Every record below must be returned exactly as it was received.
- Opening Delimiter -
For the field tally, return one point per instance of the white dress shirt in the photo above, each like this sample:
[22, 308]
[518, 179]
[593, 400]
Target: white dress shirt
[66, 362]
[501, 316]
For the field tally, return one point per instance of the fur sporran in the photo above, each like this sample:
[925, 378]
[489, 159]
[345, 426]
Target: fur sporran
- Closing Delimiter -
OUTPUT OF THE EXERCISE
For the field tally, return one point per instance of the white dress shirt in the photo above, each like this sample:
[22, 308]
[518, 179]
[593, 400]
Target: white dress shirt
[66, 362]
[501, 316]
For the field tally, return one point per instance of the fur sporran in the photo above, each like this sample:
[925, 378]
[489, 159]
[345, 426]
Target: fur sporran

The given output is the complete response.